* _Records shown_

=======

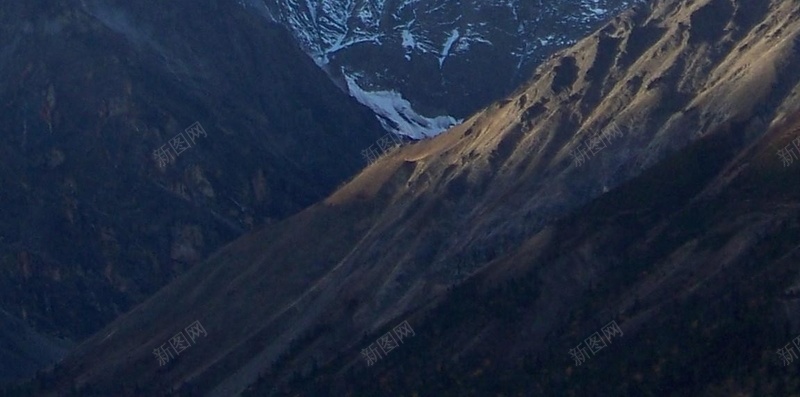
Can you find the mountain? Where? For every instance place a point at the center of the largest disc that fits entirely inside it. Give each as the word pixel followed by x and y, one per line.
pixel 422 65
pixel 633 179
pixel 92 223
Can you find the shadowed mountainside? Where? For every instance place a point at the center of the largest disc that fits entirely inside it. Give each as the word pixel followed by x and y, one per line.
pixel 92 223
pixel 486 198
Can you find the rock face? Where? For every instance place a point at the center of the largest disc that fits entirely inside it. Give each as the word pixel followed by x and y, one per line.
pixel 634 178
pixel 92 223
pixel 422 65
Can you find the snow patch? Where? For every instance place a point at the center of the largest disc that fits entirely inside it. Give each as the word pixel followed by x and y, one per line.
pixel 396 113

=======

* _Problem to work on_
Transcribe the material above word for word; images do not belong in the copy.

* _Response to the exercise_
Can you find the mountain? Where? For every instance place a point at the center of the largest disc that fits entirely inside it. Give each as the word pixel followed by x and y, one per line.
pixel 422 65
pixel 633 179
pixel 92 223
Can you find the shadowed mountainside? Where? For every instance place a point at the center of the largest disc that fits entirely inside it. Give each as the word pixel followed by x and y, one per line.
pixel 92 223
pixel 486 198
Can you find the rock face? Where? For every instance place a point at the center of the largest disc that fits entirely inside it. Give each as the word pixel followed by x and y, one per line.
pixel 634 178
pixel 92 223
pixel 422 65
Can you find the snow patch? Where? For every instance place a point at the center of the largest disc that fits entirely inside it. Give each as the word pixel followed by x and y, one per line.
pixel 396 113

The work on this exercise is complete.